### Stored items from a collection
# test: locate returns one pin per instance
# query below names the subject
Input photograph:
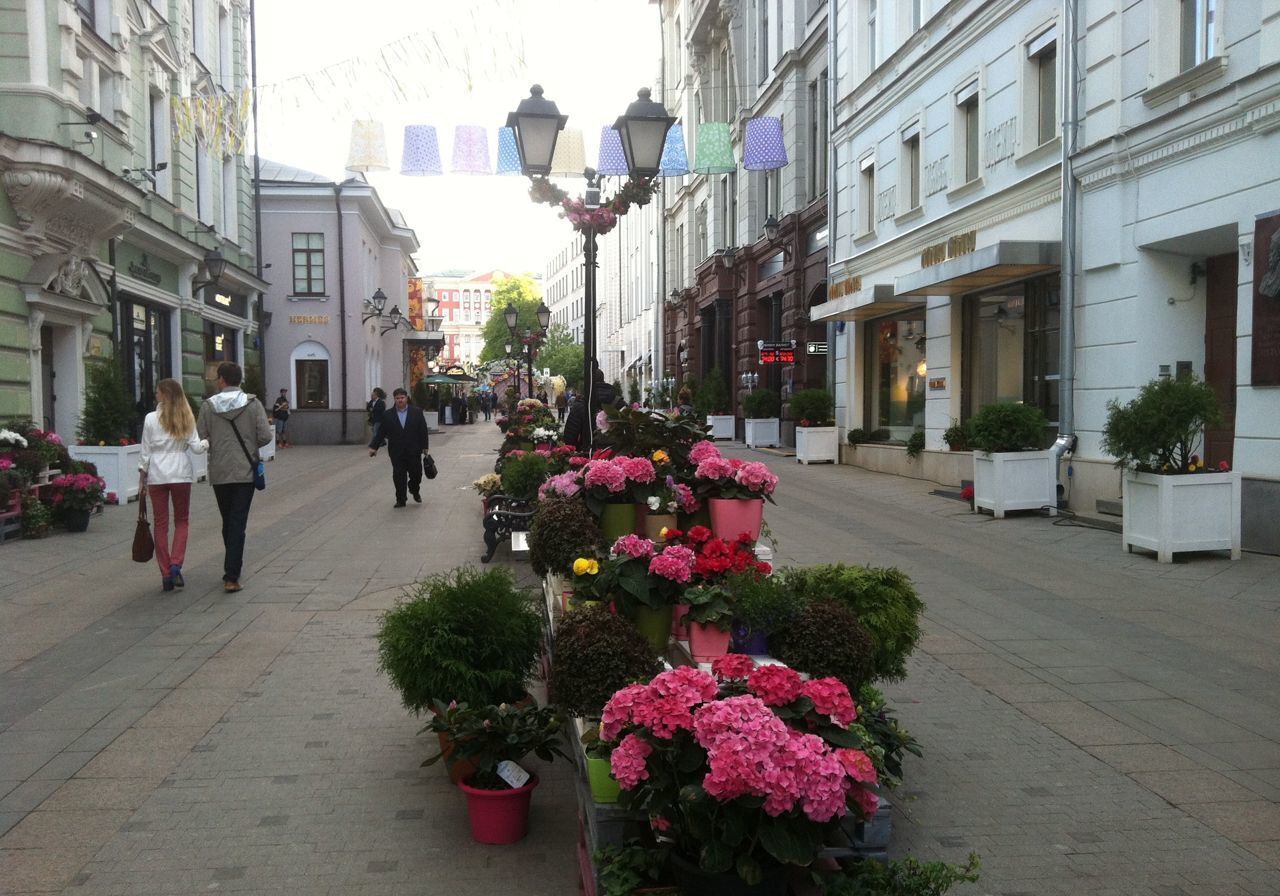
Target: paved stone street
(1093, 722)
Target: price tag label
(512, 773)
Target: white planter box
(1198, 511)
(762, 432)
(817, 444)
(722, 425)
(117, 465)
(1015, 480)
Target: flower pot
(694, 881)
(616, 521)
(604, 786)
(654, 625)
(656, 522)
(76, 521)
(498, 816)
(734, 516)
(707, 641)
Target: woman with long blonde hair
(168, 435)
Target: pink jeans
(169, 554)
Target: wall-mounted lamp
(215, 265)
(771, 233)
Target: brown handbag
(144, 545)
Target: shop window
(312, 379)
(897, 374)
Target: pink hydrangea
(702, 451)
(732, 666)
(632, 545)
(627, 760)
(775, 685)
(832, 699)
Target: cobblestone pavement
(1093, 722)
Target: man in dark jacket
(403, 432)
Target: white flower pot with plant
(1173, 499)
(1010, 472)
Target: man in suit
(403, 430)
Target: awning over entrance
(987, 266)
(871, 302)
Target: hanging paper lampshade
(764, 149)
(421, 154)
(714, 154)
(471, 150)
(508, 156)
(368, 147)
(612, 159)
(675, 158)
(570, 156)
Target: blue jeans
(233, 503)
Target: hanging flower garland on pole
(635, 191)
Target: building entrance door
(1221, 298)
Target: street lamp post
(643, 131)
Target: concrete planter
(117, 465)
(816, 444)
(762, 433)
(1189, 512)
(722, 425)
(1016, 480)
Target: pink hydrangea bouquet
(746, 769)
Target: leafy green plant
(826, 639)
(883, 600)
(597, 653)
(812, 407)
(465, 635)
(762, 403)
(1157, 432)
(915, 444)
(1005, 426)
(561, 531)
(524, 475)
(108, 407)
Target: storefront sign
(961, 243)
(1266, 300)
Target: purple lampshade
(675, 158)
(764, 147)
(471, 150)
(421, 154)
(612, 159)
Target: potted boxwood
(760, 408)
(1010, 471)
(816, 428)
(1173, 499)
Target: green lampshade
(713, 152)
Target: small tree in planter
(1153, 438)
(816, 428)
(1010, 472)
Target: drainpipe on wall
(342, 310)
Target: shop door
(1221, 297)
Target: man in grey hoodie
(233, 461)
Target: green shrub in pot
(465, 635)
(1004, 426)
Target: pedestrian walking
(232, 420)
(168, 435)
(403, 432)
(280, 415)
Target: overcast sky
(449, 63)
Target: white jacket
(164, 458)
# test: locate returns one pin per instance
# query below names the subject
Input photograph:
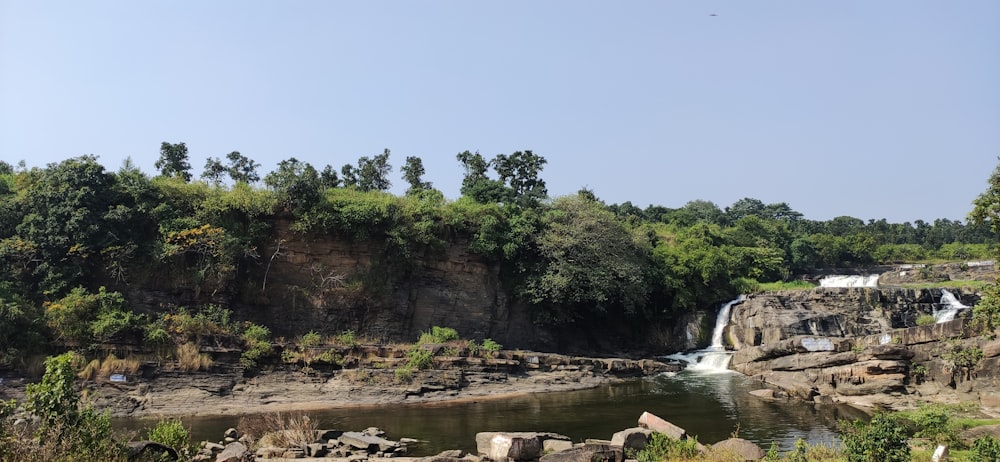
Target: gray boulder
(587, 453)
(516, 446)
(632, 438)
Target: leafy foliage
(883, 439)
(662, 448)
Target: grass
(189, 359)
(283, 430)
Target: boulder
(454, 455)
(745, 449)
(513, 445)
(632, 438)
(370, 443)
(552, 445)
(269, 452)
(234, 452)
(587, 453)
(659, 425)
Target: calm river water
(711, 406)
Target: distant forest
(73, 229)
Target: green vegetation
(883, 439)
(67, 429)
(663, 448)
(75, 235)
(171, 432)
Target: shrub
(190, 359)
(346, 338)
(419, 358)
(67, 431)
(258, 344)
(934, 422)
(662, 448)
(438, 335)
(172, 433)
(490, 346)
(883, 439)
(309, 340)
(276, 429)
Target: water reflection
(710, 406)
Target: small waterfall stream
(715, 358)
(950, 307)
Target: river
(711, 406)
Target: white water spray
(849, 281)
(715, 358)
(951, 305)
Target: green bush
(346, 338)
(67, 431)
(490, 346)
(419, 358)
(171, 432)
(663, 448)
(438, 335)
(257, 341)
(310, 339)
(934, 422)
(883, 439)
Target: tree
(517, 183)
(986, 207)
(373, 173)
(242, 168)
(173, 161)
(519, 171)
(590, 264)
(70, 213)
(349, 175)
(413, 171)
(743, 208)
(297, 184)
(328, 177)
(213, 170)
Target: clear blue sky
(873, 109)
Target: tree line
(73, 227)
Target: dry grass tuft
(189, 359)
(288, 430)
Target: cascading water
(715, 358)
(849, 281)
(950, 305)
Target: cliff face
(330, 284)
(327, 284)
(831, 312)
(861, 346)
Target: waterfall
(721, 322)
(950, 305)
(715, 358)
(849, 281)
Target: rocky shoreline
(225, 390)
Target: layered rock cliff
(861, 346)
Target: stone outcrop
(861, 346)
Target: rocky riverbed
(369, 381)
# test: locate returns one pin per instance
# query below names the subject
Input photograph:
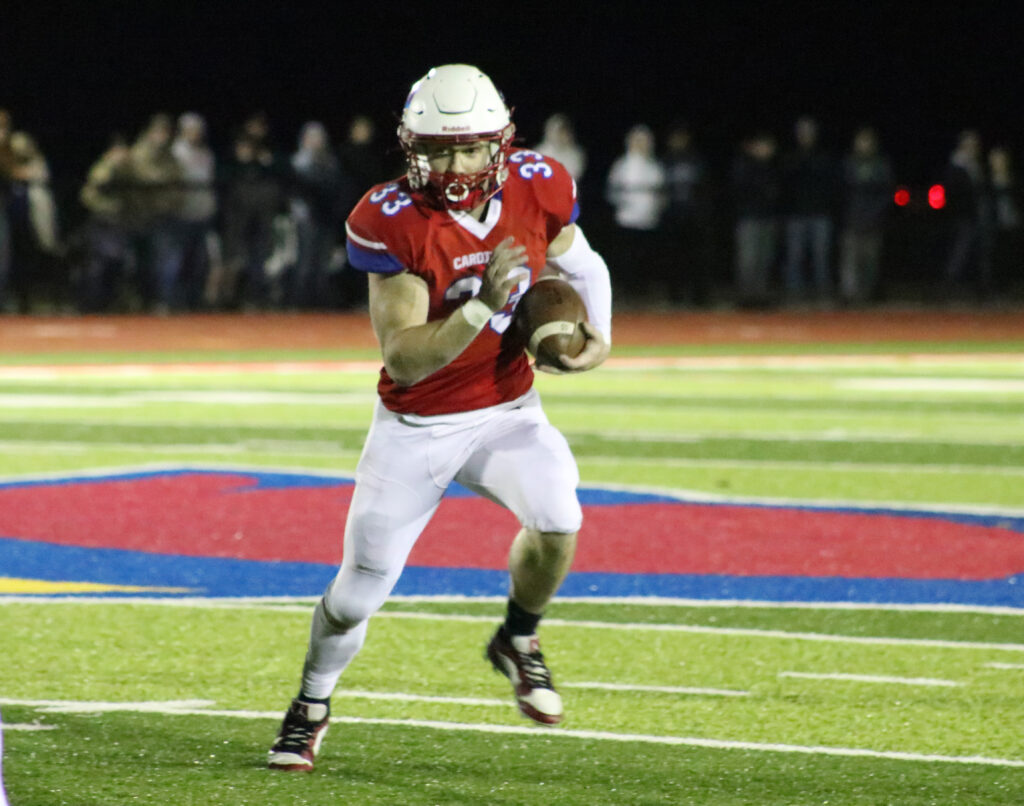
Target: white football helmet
---
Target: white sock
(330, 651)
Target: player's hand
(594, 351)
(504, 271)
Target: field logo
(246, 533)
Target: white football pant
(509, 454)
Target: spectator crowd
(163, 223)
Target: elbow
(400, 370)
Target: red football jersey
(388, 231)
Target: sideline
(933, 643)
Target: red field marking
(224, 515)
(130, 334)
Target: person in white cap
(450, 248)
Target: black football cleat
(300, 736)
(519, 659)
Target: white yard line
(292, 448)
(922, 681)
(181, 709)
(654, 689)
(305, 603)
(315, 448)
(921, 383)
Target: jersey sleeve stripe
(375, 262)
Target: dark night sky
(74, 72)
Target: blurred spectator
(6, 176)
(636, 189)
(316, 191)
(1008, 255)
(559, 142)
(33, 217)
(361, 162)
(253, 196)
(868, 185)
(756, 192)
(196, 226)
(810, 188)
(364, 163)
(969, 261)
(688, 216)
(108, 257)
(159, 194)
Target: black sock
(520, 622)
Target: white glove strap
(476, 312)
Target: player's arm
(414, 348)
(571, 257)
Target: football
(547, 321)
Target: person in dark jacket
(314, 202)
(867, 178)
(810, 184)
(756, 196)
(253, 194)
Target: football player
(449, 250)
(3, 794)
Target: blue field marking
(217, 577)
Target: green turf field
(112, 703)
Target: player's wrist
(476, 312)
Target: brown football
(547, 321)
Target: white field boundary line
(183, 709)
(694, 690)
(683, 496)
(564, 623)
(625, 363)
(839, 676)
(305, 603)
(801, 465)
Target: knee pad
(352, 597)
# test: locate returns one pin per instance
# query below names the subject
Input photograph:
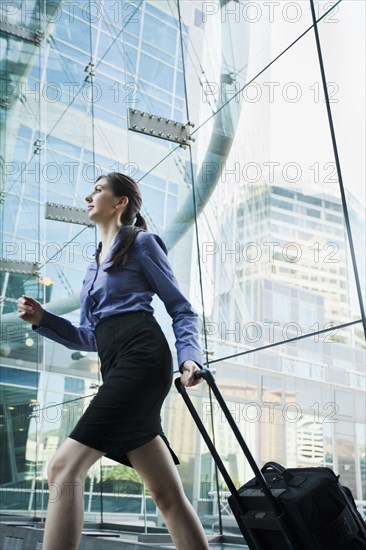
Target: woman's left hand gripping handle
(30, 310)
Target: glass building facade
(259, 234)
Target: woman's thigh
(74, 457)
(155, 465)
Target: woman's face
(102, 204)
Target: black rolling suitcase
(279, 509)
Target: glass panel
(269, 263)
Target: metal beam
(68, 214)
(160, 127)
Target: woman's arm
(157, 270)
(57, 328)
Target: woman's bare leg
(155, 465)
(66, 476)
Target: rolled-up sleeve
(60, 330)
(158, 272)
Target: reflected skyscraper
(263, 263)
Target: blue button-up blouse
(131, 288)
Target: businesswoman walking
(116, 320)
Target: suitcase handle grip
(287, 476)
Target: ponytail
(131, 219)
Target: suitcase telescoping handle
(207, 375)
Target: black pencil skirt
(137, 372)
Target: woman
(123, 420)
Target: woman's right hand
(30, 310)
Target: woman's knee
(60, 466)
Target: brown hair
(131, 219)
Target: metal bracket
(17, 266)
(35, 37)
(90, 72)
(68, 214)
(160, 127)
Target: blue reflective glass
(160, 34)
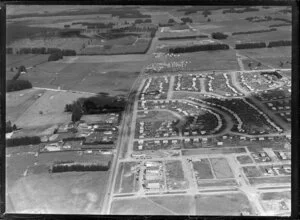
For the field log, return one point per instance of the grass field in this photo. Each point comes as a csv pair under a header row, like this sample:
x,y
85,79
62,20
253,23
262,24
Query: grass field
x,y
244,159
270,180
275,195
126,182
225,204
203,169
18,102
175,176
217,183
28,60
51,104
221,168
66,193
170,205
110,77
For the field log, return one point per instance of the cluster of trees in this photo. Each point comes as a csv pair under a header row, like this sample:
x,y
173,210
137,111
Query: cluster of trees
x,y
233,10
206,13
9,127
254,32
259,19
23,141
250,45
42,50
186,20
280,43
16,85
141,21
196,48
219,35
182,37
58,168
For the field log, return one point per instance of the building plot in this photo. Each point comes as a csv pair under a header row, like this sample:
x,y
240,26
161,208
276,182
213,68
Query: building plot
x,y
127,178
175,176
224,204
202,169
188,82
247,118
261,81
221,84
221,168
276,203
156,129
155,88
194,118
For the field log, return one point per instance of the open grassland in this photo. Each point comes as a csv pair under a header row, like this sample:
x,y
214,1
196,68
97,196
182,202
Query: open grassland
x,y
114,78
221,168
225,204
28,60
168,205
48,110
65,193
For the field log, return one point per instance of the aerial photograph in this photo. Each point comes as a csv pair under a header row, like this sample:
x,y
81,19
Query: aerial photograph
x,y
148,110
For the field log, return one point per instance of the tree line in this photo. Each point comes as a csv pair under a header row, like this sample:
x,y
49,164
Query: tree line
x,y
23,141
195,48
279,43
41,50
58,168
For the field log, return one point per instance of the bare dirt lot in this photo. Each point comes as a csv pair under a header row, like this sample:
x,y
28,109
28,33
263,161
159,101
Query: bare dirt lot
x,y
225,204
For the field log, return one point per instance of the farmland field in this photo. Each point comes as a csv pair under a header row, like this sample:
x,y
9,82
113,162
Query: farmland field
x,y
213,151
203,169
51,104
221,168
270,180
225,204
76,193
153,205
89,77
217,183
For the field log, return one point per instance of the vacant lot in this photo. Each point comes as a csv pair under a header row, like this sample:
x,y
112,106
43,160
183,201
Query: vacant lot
--
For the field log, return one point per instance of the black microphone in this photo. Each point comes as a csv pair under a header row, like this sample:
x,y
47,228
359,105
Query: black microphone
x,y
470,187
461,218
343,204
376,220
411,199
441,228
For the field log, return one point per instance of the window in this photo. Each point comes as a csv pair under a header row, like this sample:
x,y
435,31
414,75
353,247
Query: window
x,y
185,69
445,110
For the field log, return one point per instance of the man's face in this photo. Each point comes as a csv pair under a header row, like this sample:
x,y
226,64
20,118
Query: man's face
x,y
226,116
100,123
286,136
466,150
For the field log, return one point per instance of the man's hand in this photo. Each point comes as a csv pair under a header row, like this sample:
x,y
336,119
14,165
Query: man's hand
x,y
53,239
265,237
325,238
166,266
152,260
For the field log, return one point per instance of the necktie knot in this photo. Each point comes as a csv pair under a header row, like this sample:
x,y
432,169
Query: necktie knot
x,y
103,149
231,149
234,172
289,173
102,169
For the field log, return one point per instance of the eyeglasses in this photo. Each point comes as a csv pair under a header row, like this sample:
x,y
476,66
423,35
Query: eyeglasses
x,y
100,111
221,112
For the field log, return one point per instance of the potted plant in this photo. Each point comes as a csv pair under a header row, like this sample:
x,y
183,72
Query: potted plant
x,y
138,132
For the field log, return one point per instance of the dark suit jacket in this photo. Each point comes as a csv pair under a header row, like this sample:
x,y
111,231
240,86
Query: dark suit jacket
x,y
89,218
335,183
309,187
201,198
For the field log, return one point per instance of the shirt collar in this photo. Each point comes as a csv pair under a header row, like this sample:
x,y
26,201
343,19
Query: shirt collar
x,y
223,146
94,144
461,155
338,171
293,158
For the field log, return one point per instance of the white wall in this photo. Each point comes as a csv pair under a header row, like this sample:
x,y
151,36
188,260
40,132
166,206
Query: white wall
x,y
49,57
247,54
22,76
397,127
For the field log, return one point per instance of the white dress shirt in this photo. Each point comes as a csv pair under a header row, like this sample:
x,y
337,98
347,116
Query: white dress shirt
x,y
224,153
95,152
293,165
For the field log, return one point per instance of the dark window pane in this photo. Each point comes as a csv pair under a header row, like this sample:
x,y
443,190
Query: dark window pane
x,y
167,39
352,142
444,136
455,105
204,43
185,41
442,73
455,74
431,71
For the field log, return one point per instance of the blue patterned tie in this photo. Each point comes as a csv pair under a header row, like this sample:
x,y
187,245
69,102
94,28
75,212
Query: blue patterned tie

### What you need to do
Will you return exactly the lines above from the one with "of the bare" down to the one with "Query: vacant lot", counting both as part of the range?

### Solution to this problem
For the field log, return one point per instance of the bare dirt lot in this photo. Each point comes as a csv pair under a header row, like this sample:
x,y
28,109
28,33
263,161
159,101
Query: bare dirt lot
x,y
225,204
For the field log, return one point per instance of the farmland field in this photo. Each point comes as a csv pair under a header row, like this sample:
x,y
9,82
113,162
Query: farmland field
x,y
213,151
203,169
51,104
221,168
270,180
225,204
76,193
153,205
89,77
217,183
For the field log, return one point per instance of the vacant lot in this photo. Each point comes as a csv pair under a header row, like this sample:
x,y
112,106
43,160
183,201
Query: vacant lot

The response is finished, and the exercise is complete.